(TASKS):
(a) Say whether each statement agrees with the market update. Answer yes or no for each, and quote the words from the update that decide it.
(i) The MSCI All Countries index rose 2.96% in March.
(ii) Macro-economic data clearly points to stronger growth.
(iii) Prices are now above the previous high reached in 2018.
(b) Rewrite as a short list the paragraph of the market update that begins "Stock markets across all regions", keeping its main facts.

(EXERCISE TEXT):
Stock markets across all regions went up for the third consecutive month in a row. The MSCI All Countries index for instance shot up 2.96% in March, bringing its year-to-date gain to 14.2%. This effectively means that optimistic investors have now pushed prices above their previous high which was reached in 2018.

Does this mean that fears over an escalation of the US-China trade conflict, tightening monetary policy and slowdown in global economic activity have all receded?

Factor

Risk declined?

Why?

US-China trade conflict

Partially

Reopening of the dialogue, but politics – certainly with the current resident of the White House - remain uncertain.

Tightening monetary policy

Yes

Fed reacted to lower growth expectations and declining markets by becoming more patient, implementing a more dovish policy.

Slowdown global growth

No

Fed actually predicts a slowdown or they wouldn’t have changed their policy. Macro-economic data remains mixed.

(SUPPLIED MATERIAL):

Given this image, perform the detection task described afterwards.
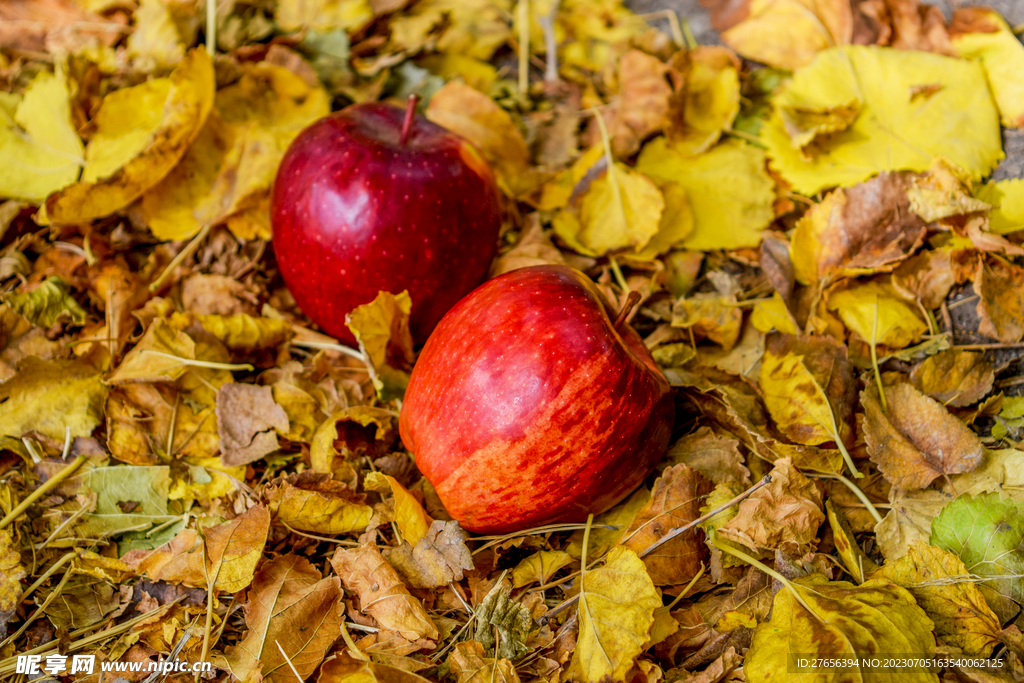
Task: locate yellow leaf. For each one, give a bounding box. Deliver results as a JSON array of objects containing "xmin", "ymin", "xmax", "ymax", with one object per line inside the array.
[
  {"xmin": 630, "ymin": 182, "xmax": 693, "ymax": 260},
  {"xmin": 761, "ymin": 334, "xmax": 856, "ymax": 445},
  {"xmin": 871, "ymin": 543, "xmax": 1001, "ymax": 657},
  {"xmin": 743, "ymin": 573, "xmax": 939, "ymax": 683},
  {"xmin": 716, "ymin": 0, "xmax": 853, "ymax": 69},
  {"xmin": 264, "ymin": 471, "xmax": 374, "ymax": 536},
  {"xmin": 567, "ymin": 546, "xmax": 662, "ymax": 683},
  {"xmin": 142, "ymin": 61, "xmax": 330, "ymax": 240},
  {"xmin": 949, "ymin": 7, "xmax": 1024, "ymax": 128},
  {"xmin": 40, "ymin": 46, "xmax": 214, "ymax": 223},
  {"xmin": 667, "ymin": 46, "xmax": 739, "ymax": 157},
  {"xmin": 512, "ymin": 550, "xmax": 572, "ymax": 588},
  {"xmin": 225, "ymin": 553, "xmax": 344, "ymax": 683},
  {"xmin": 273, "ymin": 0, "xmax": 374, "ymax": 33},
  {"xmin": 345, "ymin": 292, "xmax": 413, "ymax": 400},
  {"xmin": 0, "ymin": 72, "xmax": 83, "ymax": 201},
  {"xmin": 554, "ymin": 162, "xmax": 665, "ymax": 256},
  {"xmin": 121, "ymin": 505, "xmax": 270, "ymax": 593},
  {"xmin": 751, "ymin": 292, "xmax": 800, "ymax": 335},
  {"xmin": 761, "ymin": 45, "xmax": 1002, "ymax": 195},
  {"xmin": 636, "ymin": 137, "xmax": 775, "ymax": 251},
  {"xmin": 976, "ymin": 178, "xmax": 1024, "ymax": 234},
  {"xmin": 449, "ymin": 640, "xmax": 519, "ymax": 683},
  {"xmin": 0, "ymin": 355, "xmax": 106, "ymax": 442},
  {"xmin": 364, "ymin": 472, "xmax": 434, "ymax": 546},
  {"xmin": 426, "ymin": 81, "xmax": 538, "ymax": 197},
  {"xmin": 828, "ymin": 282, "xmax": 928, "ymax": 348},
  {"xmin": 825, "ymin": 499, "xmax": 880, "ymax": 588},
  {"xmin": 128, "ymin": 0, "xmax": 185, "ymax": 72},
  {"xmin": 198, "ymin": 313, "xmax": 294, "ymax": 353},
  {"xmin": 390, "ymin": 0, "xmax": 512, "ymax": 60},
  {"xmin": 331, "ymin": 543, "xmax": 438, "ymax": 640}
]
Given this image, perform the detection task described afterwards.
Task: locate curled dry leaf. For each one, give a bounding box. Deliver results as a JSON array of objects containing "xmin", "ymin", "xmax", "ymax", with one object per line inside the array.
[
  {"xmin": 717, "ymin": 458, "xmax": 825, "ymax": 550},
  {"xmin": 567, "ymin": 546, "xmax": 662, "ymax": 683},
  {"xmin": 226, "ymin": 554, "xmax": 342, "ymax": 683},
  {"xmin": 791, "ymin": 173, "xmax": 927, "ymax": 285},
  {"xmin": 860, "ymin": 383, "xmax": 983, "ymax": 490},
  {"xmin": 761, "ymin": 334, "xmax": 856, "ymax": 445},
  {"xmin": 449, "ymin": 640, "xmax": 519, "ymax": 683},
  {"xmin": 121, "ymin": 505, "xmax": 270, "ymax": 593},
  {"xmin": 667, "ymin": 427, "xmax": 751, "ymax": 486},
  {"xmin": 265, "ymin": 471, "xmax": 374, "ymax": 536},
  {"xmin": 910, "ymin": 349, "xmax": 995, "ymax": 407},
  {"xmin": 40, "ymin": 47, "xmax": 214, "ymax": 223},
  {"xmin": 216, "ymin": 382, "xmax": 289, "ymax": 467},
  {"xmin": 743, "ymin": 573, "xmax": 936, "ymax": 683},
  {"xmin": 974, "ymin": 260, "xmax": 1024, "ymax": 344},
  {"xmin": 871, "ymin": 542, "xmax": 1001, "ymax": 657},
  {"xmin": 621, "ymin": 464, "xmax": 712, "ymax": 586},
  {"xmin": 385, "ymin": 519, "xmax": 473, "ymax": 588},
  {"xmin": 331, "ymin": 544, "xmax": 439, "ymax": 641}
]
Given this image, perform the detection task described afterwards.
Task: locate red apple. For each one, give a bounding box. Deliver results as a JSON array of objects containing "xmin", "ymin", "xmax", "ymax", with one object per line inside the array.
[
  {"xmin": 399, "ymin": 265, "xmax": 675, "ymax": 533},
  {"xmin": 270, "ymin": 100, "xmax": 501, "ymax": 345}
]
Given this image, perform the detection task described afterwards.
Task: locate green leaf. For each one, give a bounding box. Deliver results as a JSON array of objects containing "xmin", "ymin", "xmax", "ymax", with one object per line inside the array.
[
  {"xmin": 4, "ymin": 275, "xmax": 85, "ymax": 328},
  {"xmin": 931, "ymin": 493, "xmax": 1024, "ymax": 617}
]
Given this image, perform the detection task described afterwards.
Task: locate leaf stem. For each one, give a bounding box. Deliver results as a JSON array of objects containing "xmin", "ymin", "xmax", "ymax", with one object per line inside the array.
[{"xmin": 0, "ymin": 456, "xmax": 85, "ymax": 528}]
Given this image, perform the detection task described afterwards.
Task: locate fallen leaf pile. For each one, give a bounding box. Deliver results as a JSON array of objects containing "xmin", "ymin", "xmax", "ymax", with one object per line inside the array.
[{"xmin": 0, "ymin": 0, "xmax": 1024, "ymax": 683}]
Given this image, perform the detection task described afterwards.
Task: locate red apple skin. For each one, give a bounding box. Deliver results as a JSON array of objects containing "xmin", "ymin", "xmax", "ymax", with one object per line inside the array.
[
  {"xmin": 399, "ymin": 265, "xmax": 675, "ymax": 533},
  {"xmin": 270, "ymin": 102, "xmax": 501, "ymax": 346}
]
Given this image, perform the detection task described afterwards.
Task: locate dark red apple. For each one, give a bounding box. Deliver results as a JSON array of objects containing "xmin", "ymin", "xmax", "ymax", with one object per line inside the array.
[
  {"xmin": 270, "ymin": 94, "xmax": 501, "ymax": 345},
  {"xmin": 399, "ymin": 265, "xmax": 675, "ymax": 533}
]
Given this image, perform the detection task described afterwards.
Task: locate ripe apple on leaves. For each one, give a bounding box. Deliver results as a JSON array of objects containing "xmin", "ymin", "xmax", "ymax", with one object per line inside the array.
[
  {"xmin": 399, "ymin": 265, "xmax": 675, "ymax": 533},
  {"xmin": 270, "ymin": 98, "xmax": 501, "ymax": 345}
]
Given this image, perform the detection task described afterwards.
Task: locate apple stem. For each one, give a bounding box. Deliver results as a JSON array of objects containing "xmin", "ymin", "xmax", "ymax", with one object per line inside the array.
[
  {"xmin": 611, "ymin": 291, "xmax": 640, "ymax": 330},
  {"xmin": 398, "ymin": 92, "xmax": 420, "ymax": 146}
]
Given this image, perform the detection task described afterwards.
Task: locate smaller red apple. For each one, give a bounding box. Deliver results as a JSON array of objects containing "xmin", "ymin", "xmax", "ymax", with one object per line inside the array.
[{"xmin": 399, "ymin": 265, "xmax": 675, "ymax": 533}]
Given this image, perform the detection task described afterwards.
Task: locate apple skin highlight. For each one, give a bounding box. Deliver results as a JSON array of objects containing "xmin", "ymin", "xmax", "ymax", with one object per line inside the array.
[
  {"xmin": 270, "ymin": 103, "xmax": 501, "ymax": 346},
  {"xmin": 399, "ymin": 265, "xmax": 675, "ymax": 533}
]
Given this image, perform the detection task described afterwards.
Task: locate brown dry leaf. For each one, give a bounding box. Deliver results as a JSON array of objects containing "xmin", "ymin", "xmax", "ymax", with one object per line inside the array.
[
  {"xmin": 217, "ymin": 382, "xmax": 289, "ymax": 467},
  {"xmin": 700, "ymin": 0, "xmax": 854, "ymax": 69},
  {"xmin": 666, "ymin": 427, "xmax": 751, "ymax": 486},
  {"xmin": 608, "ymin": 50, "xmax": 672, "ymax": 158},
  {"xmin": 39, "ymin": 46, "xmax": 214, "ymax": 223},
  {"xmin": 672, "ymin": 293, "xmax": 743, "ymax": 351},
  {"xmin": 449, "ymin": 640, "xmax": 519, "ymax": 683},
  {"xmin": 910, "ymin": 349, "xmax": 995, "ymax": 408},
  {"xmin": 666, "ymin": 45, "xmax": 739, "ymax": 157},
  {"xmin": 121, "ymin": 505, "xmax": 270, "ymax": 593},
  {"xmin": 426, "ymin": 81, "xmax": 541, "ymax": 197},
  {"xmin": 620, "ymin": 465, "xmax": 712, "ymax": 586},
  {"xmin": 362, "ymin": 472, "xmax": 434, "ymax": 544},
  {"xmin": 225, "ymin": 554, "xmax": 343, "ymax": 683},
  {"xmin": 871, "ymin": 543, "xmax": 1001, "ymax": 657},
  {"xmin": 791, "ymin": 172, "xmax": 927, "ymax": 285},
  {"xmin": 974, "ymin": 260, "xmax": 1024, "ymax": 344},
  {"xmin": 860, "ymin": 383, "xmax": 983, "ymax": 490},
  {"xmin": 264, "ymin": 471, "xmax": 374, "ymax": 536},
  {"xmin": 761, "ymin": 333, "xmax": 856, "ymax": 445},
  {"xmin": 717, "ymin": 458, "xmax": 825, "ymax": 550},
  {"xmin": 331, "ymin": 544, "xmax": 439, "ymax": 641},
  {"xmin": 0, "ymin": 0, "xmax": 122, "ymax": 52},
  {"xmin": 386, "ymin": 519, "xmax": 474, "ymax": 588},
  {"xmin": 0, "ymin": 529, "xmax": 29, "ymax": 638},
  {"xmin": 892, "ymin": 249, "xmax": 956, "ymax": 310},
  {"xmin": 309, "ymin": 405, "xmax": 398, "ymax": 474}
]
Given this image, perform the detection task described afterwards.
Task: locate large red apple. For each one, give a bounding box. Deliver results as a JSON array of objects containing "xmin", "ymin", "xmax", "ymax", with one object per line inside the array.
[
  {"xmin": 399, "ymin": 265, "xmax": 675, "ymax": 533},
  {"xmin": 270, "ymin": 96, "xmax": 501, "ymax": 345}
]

* * *

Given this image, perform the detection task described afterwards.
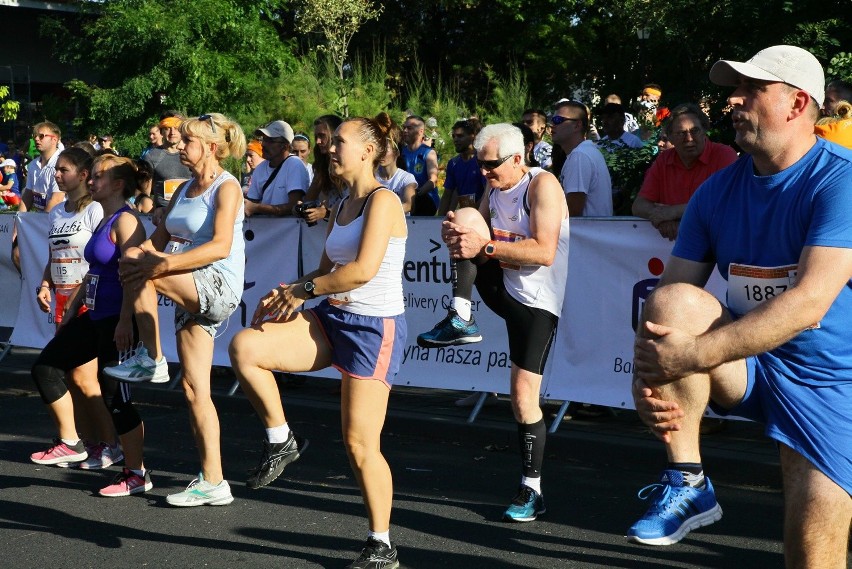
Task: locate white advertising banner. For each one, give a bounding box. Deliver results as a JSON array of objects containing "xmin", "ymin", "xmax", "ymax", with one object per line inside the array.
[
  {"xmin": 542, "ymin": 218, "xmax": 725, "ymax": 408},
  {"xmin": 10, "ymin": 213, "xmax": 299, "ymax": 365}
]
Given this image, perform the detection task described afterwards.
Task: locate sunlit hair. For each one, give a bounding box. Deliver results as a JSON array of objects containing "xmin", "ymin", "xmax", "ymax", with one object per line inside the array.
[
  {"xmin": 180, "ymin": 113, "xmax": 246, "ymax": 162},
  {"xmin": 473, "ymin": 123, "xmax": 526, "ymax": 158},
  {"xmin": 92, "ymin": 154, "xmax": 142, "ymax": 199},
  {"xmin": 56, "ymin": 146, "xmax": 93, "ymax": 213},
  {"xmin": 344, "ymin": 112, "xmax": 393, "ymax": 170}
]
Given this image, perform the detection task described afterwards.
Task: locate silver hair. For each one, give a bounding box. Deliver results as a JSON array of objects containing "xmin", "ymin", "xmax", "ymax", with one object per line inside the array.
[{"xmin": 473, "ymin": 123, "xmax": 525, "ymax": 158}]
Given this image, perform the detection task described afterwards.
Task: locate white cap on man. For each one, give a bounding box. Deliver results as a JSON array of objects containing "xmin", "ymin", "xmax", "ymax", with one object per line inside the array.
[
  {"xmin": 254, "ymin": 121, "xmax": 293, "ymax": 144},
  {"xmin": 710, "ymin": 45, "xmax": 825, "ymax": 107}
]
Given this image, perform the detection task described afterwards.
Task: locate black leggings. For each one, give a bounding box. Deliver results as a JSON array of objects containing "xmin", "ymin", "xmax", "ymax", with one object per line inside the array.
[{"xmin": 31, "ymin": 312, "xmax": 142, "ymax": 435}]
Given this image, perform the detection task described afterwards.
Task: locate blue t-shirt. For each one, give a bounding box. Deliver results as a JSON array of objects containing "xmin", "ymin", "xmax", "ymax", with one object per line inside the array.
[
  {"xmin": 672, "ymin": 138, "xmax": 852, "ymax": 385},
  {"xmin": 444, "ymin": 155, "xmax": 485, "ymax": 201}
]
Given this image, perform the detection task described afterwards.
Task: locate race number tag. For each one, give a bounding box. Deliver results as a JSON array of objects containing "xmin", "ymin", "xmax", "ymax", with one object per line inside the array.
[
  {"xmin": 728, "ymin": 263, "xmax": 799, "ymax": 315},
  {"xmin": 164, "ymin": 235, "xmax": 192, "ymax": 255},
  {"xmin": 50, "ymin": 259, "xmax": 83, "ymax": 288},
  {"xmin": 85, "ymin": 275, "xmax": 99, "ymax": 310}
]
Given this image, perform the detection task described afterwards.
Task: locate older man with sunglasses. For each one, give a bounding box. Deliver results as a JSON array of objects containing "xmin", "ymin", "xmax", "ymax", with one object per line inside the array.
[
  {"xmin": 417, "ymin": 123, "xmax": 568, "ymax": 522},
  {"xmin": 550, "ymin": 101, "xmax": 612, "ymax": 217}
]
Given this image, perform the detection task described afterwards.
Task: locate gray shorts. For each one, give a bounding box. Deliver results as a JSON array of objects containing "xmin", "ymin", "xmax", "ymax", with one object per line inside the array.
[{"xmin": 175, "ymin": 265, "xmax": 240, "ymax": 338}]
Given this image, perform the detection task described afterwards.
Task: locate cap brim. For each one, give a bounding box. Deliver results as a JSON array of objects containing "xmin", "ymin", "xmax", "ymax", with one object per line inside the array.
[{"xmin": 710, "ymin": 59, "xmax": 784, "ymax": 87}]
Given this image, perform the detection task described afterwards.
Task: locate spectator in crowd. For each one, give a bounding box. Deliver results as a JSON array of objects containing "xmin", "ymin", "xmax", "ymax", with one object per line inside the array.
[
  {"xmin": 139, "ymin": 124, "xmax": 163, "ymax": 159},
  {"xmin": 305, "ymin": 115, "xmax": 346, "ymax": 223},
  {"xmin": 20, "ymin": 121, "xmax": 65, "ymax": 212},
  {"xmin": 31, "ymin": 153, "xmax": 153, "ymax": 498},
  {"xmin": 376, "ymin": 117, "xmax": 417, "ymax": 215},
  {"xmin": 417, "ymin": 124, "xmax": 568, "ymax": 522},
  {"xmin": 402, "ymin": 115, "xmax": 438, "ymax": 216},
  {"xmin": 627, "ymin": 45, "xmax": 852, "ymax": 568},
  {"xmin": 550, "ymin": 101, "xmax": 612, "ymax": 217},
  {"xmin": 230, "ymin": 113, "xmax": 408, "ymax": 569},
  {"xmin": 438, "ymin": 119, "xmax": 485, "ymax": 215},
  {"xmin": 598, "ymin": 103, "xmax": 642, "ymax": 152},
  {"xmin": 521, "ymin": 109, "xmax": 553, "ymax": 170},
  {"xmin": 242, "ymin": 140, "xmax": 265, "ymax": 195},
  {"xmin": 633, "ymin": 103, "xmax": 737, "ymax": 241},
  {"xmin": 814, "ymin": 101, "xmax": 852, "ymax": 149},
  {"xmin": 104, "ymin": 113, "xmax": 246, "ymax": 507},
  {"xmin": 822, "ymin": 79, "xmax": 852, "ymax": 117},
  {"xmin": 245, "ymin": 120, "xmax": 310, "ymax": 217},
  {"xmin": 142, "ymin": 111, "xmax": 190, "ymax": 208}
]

(RESULTS OF THE EXERCISE):
(a)
(i) Yes: "The MSCI All Countries index for instance shot up 2.96% in March"
(ii) No: "Macro-economic data remains mixed."
(iii) Yes: "optimistic investors have now pushed prices above their previous high which was reached in 2018"

(b)
- Stock markets in all regions rose for a third straight month.
- The MSCI All Countries index gained 2.96% in March and is up 14.2% for the year.
- Prices now exceed their previous high from 2018.